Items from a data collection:
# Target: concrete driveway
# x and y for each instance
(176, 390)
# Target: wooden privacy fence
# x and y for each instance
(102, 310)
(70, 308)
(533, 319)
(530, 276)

WORK TO BE COMPLETED:
Please copy every line in the stretch from the line containing "# Target: wooden privacy fence" through the end of the items, multiplying each answer coordinate by 1.7 and rounding to the nearest whole number, with halves rounding up. Keep all other lines unchanged.

EXERCISE SOLUTION:
# Target: wooden privacy fence
# x and y for each instance
(173, 527)
(119, 524)
(906, 542)
(901, 469)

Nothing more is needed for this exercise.